## EXERCISE DIRECTIONS
Convert all of the data below into a JSON list of strings, with one string for each line and any blank lines left out.

## DATASET EXTRACT
####

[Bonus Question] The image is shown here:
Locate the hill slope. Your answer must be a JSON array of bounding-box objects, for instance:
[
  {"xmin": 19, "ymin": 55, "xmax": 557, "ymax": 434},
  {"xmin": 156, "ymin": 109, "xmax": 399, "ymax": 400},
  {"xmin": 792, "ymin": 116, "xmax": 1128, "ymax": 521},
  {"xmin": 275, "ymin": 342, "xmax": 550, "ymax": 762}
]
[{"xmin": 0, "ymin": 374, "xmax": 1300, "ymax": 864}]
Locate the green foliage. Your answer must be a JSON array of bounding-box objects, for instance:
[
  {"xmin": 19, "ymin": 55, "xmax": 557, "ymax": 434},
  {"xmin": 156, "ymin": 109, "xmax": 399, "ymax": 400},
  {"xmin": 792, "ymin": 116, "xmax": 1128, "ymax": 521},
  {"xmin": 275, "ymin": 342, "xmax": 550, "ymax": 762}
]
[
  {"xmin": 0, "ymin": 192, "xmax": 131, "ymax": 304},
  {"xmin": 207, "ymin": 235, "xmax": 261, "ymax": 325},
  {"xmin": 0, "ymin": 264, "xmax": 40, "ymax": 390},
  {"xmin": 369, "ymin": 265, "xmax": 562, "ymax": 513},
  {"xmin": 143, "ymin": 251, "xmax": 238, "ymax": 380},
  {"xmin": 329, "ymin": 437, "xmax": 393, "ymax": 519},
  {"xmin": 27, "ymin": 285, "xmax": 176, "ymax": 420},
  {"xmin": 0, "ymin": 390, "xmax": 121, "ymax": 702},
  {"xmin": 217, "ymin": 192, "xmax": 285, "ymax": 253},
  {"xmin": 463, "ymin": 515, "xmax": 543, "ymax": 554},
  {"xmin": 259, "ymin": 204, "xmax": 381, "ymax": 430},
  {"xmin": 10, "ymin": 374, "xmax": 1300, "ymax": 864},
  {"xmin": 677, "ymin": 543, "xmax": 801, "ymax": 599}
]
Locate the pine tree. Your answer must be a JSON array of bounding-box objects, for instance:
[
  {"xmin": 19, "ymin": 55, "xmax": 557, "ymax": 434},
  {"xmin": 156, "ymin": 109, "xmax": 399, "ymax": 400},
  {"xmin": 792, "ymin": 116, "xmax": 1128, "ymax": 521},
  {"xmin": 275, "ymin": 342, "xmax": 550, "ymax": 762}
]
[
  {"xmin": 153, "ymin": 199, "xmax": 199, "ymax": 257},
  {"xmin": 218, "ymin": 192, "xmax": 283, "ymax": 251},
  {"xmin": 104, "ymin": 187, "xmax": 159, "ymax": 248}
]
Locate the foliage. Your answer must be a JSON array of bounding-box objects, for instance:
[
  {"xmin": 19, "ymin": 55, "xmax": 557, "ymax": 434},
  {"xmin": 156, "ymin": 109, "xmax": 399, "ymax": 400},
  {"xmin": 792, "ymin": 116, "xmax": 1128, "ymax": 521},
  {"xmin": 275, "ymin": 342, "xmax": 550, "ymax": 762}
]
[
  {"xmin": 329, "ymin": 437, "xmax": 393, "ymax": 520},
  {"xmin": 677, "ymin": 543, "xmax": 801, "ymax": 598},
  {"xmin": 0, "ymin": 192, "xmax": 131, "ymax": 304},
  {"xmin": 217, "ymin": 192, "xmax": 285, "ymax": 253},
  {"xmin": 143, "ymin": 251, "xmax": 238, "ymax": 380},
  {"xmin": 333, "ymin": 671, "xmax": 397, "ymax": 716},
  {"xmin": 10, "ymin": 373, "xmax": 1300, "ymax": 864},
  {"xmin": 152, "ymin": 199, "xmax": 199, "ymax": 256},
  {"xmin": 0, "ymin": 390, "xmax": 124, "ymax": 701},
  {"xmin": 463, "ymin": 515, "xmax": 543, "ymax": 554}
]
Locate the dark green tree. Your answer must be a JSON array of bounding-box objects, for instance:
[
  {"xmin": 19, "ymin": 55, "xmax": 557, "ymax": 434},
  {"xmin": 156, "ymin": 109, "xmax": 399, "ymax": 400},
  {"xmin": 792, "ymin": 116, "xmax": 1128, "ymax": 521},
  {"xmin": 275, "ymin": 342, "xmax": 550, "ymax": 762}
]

####

## ANSWER IN FULL
[
  "[Bonus Question] The image is shown here:",
  "Locate the hill slope. Your answer must be a JSON array of bounding-box objects, for instance:",
  "[",
  "  {\"xmin\": 19, \"ymin\": 55, \"xmax\": 557, \"ymax\": 434},",
  "  {\"xmin\": 156, \"ymin\": 109, \"xmax\": 399, \"ymax\": 400},",
  "  {\"xmin\": 792, \"ymin\": 116, \"xmax\": 1128, \"ymax\": 521},",
  "  {\"xmin\": 275, \"ymin\": 342, \"xmax\": 550, \"ymax\": 762}",
  "]",
  "[{\"xmin\": 0, \"ymin\": 374, \"xmax\": 1300, \"ymax\": 864}]",
  "Locate the green foliage. Your answer must be a JSON array of bounding-box objects, for instance:",
  "[",
  "  {\"xmin\": 19, \"ymin\": 55, \"xmax\": 557, \"ymax\": 434},",
  "  {\"xmin\": 156, \"ymin\": 109, \"xmax\": 399, \"ymax\": 400},",
  "  {\"xmin\": 792, \"ymin\": 116, \"xmax\": 1128, \"ymax\": 521},",
  "  {\"xmin\": 275, \"ymin\": 342, \"xmax\": 550, \"ymax\": 762}",
  "]",
  "[",
  "  {\"xmin\": 0, \"ymin\": 192, \"xmax\": 131, \"ymax\": 304},",
  "  {\"xmin\": 207, \"ymin\": 235, \"xmax\": 261, \"ymax\": 325},",
  "  {\"xmin\": 0, \"ymin\": 264, \"xmax\": 40, \"ymax\": 390},",
  "  {\"xmin\": 369, \"ymin\": 265, \"xmax\": 562, \"ymax\": 513},",
  "  {\"xmin\": 143, \"ymin\": 251, \"xmax\": 238, \"ymax\": 380},",
  "  {\"xmin\": 329, \"ymin\": 437, \"xmax\": 393, \"ymax\": 519},",
  "  {\"xmin\": 27, \"ymin\": 285, \"xmax\": 176, \"ymax\": 420},",
  "  {\"xmin\": 0, \"ymin\": 390, \"xmax\": 121, \"ymax\": 702},",
  "  {\"xmin\": 217, \"ymin\": 192, \"xmax\": 285, \"ymax\": 253},",
  "  {\"xmin\": 463, \"ymin\": 515, \"xmax\": 543, \"ymax\": 554},",
  "  {\"xmin\": 259, \"ymin\": 204, \"xmax\": 381, \"ymax\": 430},",
  "  {\"xmin\": 10, \"ymin\": 374, \"xmax\": 1300, \"ymax\": 864},",
  "  {\"xmin\": 677, \"ymin\": 543, \"xmax\": 801, \"ymax\": 599}",
  "]",
  "Locate the pine tree. Your answer must be a JSON array of bounding-box objects, for instance:",
  "[",
  "  {\"xmin\": 19, \"ymin\": 55, \"xmax\": 557, \"ymax\": 434},",
  "  {\"xmin\": 156, \"ymin\": 109, \"xmax\": 399, \"ymax\": 400},",
  "  {\"xmin\": 792, \"ymin\": 116, \"xmax\": 1128, \"ymax\": 521},",
  "  {\"xmin\": 275, \"ymin\": 342, \"xmax\": 550, \"ymax\": 762}",
  "]",
  "[",
  "  {\"xmin\": 153, \"ymin\": 199, \"xmax\": 199, \"ymax\": 257},",
  "  {\"xmin\": 218, \"ymin\": 192, \"xmax\": 283, \"ymax\": 251},",
  "  {\"xmin\": 104, \"ymin\": 187, \"xmax\": 159, \"ymax\": 248}",
  "]",
  "Locate the foliage. Your answer must be a JSON array of bounding-box objects, for instance:",
  "[",
  "  {\"xmin\": 19, \"ymin\": 55, \"xmax\": 557, \"ymax\": 434},",
  "  {\"xmin\": 156, \"ymin\": 109, \"xmax\": 399, \"ymax\": 400},",
  "  {\"xmin\": 792, \"ymin\": 116, \"xmax\": 1128, \"ymax\": 521},",
  "  {\"xmin\": 275, \"ymin\": 342, \"xmax\": 550, \"ymax\": 762}",
  "]",
  "[",
  "  {\"xmin\": 329, \"ymin\": 437, \"xmax\": 393, \"ymax\": 520},",
  "  {\"xmin\": 677, \"ymin\": 543, \"xmax\": 801, \"ymax\": 598},",
  "  {\"xmin\": 0, \"ymin\": 192, \"xmax\": 131, \"ymax\": 304},",
  "  {\"xmin\": 217, \"ymin\": 192, \"xmax\": 285, \"ymax\": 253},",
  "  {\"xmin\": 143, \"ymin\": 251, \"xmax\": 238, \"ymax\": 380},",
  "  {\"xmin\": 333, \"ymin\": 671, \"xmax\": 397, \"ymax\": 716},",
  "  {\"xmin\": 10, \"ymin\": 373, \"xmax\": 1300, \"ymax\": 864},",
  "  {\"xmin\": 152, \"ymin\": 199, \"xmax\": 199, \"ymax\": 256},",
  "  {\"xmin\": 0, \"ymin\": 390, \"xmax\": 124, \"ymax\": 701},",
  "  {\"xmin\": 463, \"ymin\": 515, \"xmax\": 543, \"ymax\": 554}",
  "]",
  "Locate the dark green tree. Your answer must be a JSON array of bounding-box objects, for instance:",
  "[",
  "  {\"xmin\": 19, \"ymin\": 55, \"xmax\": 557, \"ymax\": 434},",
  "  {\"xmin\": 156, \"ymin\": 109, \"xmax\": 399, \"ymax\": 400},",
  "  {\"xmin\": 792, \"ymin\": 116, \"xmax\": 1128, \"ymax\": 521},",
  "  {\"xmin\": 275, \"ymin\": 342, \"xmax\": 550, \"ymax\": 762}",
  "]"
]